→ **Qué se pide**
1: Responde con lo que dice el texto sobre los padres de la patria:
(a) ¿Qué dos cosas dice que nos dio la «Madre Patria»?
(b) ¿Qué hizo que la Argentina eligiera padres simbólicos?
(c) ¿A qué nos obligaban los poemas que recitábamos?
2: Sigue el texto sobre los padres de la patria a partir de su última oración.

→ **Texto fuente**
La cuestión se planteó con la madre. La «Madre Patria» que nos dio la lengua -como si antes de eso el continente hubiera estado mudo-, que nos dio la religión como si eso abarcara el territorio que fuimos y la Nación que somos.
Madres y Padres de la Patria
La independencia y el colonialismo, como vínculos de construcción de la identidad colectiva, hicieron que la Argentina eligiera padres simbólicos.
Es posible que la mayoría de los argentinos nunca nos detengamos a pensar las frases que marcan nuestra historia, las que olmos una y otra vez en los discursos escolares, deletreamos en libros de lectura que si no formaron nuestro espíritu al menos fueron inocuas para deformarlo, escribimos en redacciones por encargo y recitamos en poemas que nos obligaban a un esfuerzo exagerado en los «ademanes» para dar sentido a algo que nunca entendimos.

→ **Datos extraídos**
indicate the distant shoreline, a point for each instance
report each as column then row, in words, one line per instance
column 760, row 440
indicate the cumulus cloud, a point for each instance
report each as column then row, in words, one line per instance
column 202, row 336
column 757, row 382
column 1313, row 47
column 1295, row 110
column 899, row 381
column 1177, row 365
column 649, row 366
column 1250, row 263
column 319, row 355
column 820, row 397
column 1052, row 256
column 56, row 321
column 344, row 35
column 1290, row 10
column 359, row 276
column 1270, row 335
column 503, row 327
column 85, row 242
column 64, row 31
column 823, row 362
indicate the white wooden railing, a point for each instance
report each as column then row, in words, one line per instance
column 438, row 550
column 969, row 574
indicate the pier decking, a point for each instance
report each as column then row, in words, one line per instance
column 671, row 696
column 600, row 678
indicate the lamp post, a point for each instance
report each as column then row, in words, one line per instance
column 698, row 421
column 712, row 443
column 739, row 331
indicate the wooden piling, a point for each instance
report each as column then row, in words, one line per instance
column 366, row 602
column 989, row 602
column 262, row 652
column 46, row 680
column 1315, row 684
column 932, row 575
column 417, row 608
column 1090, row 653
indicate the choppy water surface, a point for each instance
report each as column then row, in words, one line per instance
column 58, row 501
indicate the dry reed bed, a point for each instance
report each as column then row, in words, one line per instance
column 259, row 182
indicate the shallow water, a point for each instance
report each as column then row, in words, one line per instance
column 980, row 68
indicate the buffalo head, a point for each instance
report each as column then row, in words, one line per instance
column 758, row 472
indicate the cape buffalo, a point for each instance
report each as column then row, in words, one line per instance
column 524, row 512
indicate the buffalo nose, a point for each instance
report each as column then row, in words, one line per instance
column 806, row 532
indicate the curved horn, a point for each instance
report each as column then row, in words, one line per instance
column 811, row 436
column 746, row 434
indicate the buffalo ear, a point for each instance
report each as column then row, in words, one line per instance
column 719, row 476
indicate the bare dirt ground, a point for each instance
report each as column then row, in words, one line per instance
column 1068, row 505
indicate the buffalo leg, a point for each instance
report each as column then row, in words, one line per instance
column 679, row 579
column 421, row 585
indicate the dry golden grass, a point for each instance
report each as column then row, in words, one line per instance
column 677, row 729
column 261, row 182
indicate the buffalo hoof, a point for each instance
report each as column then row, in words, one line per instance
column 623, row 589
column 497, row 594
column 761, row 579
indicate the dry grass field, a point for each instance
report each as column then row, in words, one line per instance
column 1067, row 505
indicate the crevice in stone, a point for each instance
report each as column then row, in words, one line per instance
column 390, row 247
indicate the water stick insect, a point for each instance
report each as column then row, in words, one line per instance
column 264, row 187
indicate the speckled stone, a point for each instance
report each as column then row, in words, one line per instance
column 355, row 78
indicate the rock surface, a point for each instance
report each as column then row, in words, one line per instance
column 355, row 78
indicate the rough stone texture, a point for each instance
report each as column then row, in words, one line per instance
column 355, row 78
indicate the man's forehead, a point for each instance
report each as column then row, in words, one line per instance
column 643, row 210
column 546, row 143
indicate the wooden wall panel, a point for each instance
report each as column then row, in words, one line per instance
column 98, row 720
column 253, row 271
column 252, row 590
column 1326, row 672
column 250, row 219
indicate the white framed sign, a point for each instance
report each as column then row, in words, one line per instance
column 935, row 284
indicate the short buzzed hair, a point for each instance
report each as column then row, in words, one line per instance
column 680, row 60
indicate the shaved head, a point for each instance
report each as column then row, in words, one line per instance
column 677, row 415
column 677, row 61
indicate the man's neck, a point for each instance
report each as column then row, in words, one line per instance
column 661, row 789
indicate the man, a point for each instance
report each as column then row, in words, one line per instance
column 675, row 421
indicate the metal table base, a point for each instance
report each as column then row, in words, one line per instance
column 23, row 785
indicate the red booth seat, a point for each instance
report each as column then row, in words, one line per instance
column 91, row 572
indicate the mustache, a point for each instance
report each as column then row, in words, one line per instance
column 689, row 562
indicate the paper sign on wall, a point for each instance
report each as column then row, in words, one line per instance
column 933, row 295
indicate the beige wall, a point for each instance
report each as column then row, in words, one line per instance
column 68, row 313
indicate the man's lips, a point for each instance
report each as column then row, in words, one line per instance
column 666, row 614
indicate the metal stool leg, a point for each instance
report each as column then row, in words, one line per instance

→ **Respuestas**
1:
(a) La lengua y la religión.
(b) La independencia y el colonialismo, como vínculos de construcción de la identidad colectiva.
(c) A un esfuerzo exagerado en los «ademanes».

2:
Tal vez las repetimos sin preguntarnos su sentido por el acartonamiento de la declaración amorosa con la cual nos vimos en los años de infancia forzados a demostrar nuestro amor territorial, o porque la disociación entre las palabras y los hechos que habitó desde siempre el discurso del poder nos acostumbró precozmente a darles a las palabras cierto valor de cambio y poco valor de uso. Quizá porque no fue fácil apropiarnos de «este país» para que fuera «nuestro país» ya que los dueños de la tierra se presentaron siempre como los amos de la historia… O, porque el único «crisol de razas» se produjo en las camas de los inmigrantes pero no terminó durante muchos años en verdadero reconocimiento de proveniencias y aportes, o porque esta historia no llegó a ser nuestra hasta que nos dimos cuenta de que la producíamos diariamente, y que la gesta de la Semana Trágica no era menos heroica que las batallas de Vilcapugio y Ayohuma, y que no todos los próceres de la independencia eran tan éticos como creíamos, y que podíamos elegir en medio de tanto yeso ilustre y pintura enhiesta a quienes nos representaban, formando por primera vez hinchadas de Moreno, San Martín o Belgrano y rehusándonos a que Don Cornelio fuera un verdadero Padre de la Patria.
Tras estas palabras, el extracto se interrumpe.